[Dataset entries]
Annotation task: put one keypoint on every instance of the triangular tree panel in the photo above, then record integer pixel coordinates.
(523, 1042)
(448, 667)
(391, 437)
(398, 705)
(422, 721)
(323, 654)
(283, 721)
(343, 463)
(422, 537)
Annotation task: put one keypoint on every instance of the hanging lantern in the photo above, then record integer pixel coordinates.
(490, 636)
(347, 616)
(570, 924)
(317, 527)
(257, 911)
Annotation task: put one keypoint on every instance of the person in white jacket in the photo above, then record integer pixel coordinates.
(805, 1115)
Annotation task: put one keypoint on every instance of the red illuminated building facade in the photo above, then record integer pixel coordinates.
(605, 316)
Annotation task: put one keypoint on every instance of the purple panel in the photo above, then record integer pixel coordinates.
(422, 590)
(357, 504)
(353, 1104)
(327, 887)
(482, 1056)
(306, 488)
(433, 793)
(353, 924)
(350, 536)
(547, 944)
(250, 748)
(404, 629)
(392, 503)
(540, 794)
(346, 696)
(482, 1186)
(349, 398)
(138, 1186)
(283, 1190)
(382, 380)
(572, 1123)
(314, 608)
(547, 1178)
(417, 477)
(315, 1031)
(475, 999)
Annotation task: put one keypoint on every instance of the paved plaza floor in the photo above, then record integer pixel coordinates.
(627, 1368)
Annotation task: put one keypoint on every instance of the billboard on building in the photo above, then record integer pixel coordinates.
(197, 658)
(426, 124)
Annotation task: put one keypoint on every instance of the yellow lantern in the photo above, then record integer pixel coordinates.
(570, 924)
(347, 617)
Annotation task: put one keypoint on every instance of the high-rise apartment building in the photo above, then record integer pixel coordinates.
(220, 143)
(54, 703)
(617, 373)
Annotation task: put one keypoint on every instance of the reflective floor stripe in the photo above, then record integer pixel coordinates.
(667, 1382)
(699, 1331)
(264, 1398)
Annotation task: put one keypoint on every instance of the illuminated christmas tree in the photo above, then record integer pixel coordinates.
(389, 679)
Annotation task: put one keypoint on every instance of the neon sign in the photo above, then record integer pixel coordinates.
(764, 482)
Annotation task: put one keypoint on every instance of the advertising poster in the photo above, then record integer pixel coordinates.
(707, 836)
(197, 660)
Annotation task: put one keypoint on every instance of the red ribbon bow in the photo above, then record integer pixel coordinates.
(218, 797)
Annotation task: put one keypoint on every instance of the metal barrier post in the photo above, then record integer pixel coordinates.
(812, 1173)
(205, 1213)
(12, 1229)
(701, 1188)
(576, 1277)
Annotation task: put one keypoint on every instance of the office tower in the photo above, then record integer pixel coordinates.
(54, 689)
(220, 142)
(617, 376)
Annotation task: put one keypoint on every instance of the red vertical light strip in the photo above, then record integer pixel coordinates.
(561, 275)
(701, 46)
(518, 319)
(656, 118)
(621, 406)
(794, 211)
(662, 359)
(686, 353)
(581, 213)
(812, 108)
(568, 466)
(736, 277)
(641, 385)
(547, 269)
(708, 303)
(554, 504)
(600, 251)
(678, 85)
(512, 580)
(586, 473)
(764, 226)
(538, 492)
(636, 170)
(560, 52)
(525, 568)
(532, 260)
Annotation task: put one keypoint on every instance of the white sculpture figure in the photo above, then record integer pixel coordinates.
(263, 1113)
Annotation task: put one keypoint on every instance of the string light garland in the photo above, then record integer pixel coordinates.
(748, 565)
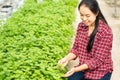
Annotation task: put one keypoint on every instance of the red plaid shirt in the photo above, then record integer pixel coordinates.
(99, 59)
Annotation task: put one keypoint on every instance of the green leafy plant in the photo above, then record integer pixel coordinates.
(34, 39)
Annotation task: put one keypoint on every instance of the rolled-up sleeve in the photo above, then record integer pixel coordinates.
(74, 48)
(102, 51)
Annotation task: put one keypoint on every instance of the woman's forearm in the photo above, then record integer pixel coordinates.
(81, 68)
(70, 56)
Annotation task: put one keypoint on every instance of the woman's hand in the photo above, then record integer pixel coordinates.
(69, 73)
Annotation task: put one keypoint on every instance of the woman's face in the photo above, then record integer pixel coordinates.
(87, 16)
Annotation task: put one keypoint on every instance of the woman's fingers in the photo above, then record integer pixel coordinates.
(69, 73)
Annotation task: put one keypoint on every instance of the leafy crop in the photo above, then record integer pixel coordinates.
(35, 38)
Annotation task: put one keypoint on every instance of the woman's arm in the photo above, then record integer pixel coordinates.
(76, 69)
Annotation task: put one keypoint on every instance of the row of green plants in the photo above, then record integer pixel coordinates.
(34, 38)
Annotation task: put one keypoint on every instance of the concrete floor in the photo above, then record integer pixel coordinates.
(108, 12)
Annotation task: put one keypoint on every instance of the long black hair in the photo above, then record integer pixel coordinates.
(94, 7)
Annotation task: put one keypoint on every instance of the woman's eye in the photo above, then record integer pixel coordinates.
(87, 15)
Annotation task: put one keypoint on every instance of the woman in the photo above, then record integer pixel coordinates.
(93, 44)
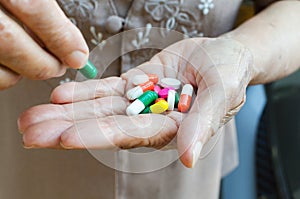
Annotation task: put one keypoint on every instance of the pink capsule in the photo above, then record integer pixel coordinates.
(157, 89)
(163, 93)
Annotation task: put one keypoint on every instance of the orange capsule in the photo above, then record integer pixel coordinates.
(153, 78)
(185, 98)
(147, 86)
(158, 99)
(139, 90)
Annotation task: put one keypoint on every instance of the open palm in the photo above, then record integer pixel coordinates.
(92, 114)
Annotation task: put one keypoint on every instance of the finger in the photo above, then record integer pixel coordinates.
(21, 54)
(200, 124)
(8, 78)
(91, 89)
(119, 131)
(45, 134)
(84, 110)
(50, 24)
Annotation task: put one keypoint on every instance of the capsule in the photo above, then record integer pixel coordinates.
(141, 103)
(139, 90)
(140, 79)
(163, 93)
(171, 100)
(185, 98)
(176, 99)
(89, 70)
(146, 110)
(158, 99)
(170, 82)
(159, 107)
(157, 89)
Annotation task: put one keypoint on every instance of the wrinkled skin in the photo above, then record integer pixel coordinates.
(91, 114)
(32, 34)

§ Work required
Recast the stretch of the listing from the line that contains "Annotation task: put one keypoint on every instance of the leafy" through the end of the listing as a JSON list of strings, one string per line and no blank lines. Leave the pictures out of the answer.

§ Solution for this problem
[
  "Annotation task: put one keypoint on every instance of the leafy crop in the photo above, then record integer pixel coordinates.",
  "(35, 38)",
  "Annotation task: put one keypoint on every instance of the woman's arm in the photo above, then record integer pixel coordinates.",
  "(76, 69)",
  "Annotation task: put one keypoint on every instance of the row of green plants in the photo above, then record integer pixel coordinates.",
  "(34, 38)",
  "Annotation task: put one keypoint on every instance of the concrete floor in the photo above, then record integer pixel coordinates.",
  "(108, 12)",
  "Annotation task: put one keypoint on every instance of the long black hair in the photo above, then record integer pixel coordinates.",
  "(94, 7)",
  "Annotation task: put one keypoint on every instance of the woman's eye in the photo above, then record integer pixel coordinates.",
  "(87, 15)",
  "Annotation task: put one keypoint on every instance of the woman in the photo above, then record integer pixel coordinates.",
  "(93, 44)",
  "Annotation task: put one keypoint on every instance of the pink capsule in the photo above, then record integer pixel coordinates.",
  "(157, 89)",
  "(163, 93)",
  "Annotation task: put one keypoint on every instance of the orange capsule in the photo above, then record integer pixel coordinates.",
  "(153, 78)",
  "(185, 98)",
  "(147, 86)",
  "(158, 99)",
  "(139, 90)",
  "Annotation task: put one keypoint on every instance of the open palm in the photo above, then record integer pixel coordinates.",
  "(92, 114)",
  "Annotation task: put one keypoint on every instance of the finger in the photo above, then record integer pixel coordinates.",
  "(21, 54)",
  "(200, 124)",
  "(8, 78)",
  "(91, 89)",
  "(119, 131)",
  "(45, 134)",
  "(84, 110)",
  "(50, 24)",
  "Annotation task: put one keypoint on every instance of the capsule in the photo above, then record integer pixel coordinates.",
  "(141, 103)",
  "(139, 90)",
  "(140, 79)",
  "(163, 93)",
  "(171, 100)",
  "(185, 98)",
  "(176, 99)",
  "(89, 70)",
  "(146, 110)",
  "(158, 99)",
  "(170, 82)",
  "(159, 107)",
  "(157, 89)",
  "Annotation task: put one keypoint on every instance of the wrinkled skin in the photo above, then record integer pixel coordinates.",
  "(91, 114)",
  "(32, 34)"
]